Point annotation data
________

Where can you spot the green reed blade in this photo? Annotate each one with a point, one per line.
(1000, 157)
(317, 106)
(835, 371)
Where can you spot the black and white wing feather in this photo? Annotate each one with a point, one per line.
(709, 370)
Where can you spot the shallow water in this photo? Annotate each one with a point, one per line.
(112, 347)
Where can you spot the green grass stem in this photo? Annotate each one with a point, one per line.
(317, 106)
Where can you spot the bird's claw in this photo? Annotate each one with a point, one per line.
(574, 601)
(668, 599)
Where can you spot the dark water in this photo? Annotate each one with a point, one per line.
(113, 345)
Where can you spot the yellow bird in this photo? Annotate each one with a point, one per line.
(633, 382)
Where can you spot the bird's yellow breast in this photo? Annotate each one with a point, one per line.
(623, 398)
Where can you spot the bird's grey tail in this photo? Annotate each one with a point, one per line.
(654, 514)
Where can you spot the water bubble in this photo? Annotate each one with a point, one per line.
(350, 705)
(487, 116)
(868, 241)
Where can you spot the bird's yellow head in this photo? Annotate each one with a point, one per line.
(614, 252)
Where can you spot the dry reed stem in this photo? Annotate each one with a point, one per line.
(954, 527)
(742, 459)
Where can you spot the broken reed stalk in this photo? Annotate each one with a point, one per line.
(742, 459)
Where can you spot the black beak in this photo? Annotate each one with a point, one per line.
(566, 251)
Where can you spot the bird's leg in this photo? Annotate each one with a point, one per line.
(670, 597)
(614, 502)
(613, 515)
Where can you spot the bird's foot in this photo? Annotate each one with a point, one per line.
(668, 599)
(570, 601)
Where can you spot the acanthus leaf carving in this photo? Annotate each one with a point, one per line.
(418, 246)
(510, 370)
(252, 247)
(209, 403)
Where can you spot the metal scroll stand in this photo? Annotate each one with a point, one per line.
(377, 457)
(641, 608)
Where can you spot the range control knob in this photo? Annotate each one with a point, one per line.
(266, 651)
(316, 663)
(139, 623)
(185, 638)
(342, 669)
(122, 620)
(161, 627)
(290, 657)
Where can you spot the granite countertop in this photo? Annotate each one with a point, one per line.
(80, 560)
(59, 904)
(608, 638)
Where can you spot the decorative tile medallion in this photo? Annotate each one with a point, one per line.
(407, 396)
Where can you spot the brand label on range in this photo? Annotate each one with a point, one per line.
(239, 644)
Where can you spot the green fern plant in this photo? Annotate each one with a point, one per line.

________

## EXERCISE GOAL
Reproduce all of the data above, word for word and line for line.

## OUTPUT OF THE TASK
Where can you spot the green reed blade in this photo? Annotate each one with a point, one per line.
(1000, 157)
(317, 106)
(835, 371)
Where can you spot the black and white wing feather in this photo? Annotate each one with a point, one per line.
(709, 370)
Where can you spot the shallow water in this photo? Annotate each one with a point, one per line.
(112, 347)
Where can you spot the green grass stem in this photo? Annotate each one with a point, one per line.
(317, 106)
Where can you spot the bird's claw in this photo? Annotate each one with a point, one per line.
(574, 601)
(668, 599)
Where can you spot the dark water in this photo? Annotate each one with a point, one per line.
(113, 345)
Where can you spot the yellow bird in this photo? Annotate each one with a point, one per line.
(633, 382)
Where can you spot the bird's yellow breast in this photo? Annotate each one with a point, one per line.
(623, 398)
Where can you spot the bird's grey tail in this photo? Annotate each one with a point, one per line.
(654, 514)
Where can you spot the water bubble in this photo? Annotate each one with a point, one per line.
(350, 705)
(487, 116)
(868, 241)
Where can you spot the bird's yellow head in this photo? Annotate each one with a point, one per line.
(614, 252)
Where can you spot the dry reed stem in this photo? Annotate each one with a point, one per line.
(954, 527)
(742, 459)
Where can you spot the broken reed stalk in this photo? Annotate each one with a point, one per line.
(742, 459)
Where can you spot the black beak in this photo? Annotate each one with a point, one per line.
(566, 251)
Where can you spot the bird's leg in this photo? Annotate each one with a point, one per line.
(670, 597)
(614, 502)
(613, 515)
Where can you spot the bird's foot in this photo? Annotate each one with a point, one per line.
(668, 599)
(570, 601)
Where can you spot the acanthus leaf carving in this photo? Annotate each one with a point, one per line.
(418, 246)
(510, 370)
(252, 247)
(209, 403)
Where can you spot the metal scroll stand in this photo? Annotate each one with a point, one per line.
(377, 457)
(641, 608)
Where can you spot the range control knob in this photo? Annotate each one with a point, one per line.
(266, 651)
(316, 663)
(139, 623)
(185, 638)
(342, 669)
(122, 620)
(161, 627)
(290, 657)
Where can you spot the granite countertop in this photo? Annotate each one with a point, one per line.
(80, 560)
(59, 904)
(608, 638)
Where can you spot the decorative tile medallion in this photo? Annotate each one with a point, one per line.
(407, 396)
Where can you spot the brand label on range in this photo? Annotate each one with a point, one per line.
(239, 644)
Where can you spot the green fern plant in this photo? Annotate each one with a point, one per line.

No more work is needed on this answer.